## Exercise task 1
In the passage on ontologies for information management, what phrase describes ontologies for information management systems?
## Exercise task 2
In the passage on ontologies for information management, what tasks do people want ontology-supported systems to do with documents and other digital assets?
## Exercise task 3
Pick up the passage on ontologies for information management after its last sentence and carry it forward.

## Reading text
Truly semantic information management must recognize and leverage this independence. Ontology modeling is the ideal method for for producing high-fidelity representations that attend to the distinction, but all too often, ontologists take short cuts, producing models that are not robust enough to support the sort of semantic content management and information retrieval systems that the semantic web has promised.

Information management is an area in which semantic technology promises to pay huge dividends.  In industry after industry, people are looking to ontology-supported systems to organize, label, store, and retrieve documents and other digital assets. But like any software component, the right design makes all the difference.  In the rush to build the ontologies that will support the next generation of information management, it is tempting to take short cuts in the ontology model. This temptation must be avoided if ontology is really going to be the basis for the next generation of information management. The domain to be represented in such systems is complex and fraught with conceptual difficulty, and careful planning must go into the modeling process if the system is to be as reusable, extensible, and flexible as advocates of applied ontology have promised.

Ontologies for information management systems are especially problematic because they must represent a very broad domain that includes propositional content, the information bearing objects that convey that content, and the world of states of affairs that the propositional content describes.  Indeed, ontologies for information management systems are models of models: they are models, expressed in a formal language, of models, expressed in one or more natural languages, of a domain of interest.

## Entries
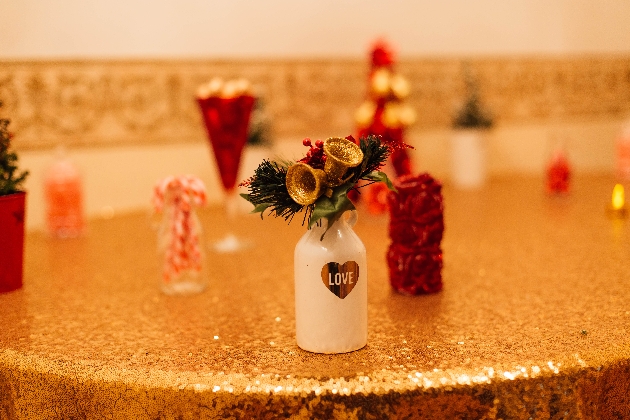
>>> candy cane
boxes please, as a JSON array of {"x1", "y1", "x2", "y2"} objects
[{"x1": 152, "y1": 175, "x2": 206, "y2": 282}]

* * *

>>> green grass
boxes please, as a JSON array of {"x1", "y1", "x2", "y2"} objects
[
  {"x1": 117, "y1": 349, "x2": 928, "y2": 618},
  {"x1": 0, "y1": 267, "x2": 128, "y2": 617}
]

## Written reply 1
Models of models

## Written reply 2
Organize, label, store, and retrieve

## Written reply 3
The complexity of the domain of interest in an information management system is too often ignored in favor of a simplified representation.  Consider, for example, a system that organizes and manages music. Suppose I am interested in finding all of the available versions of John Lennon’s song, Imagine. On a typical music site, say, Yahoo! Music, I enter a search string such as "Imagine".  This search will return as results 86 albums, 14 videos, and 1000 songs, all with the title "Imagine".  Many of them will be recordings of the John Lennon song in which I am interested, but many will be completely different songs that just happen to have the same name.  To find out which are the recordings I’m looking for, I can listen to snippets from each of those results. But with 1000 results, this is not going to be a very satisfactory user experience. Alternatively, I can try to refine my results by adding to my search string.  I might add, for instance, "John Lennon" to my search.  In this case, I will get fewer results, but most of them are recordings by John Lennon of other songs, not the one I want.  Moreover, the search returns not only many a recording that fails to meet my criteria, but also fails to return many that do, since any recording of Imagine under a different name will not be returned by any search engine that relies on term matching alone.

What I’m looking for, in fact, is a single song, perhaps performed by different artists, on various occasions, and recorded on various media such as compact discs and magnetic tapes. What I am after, in fact, is really quite different from what a typical search engine will provide.  Where they return a variety of different things that share the same name, what I want is a single thing that may even appear in different places under very different names. The sort of intelligent search we believe will be the next generation of web search requires an information model that is robust and of very high-fidelity, that is able to  represent accurately all three areas of the domain — the informational content, the IBOs, and the objects of the information — as well as the relations among these three areas.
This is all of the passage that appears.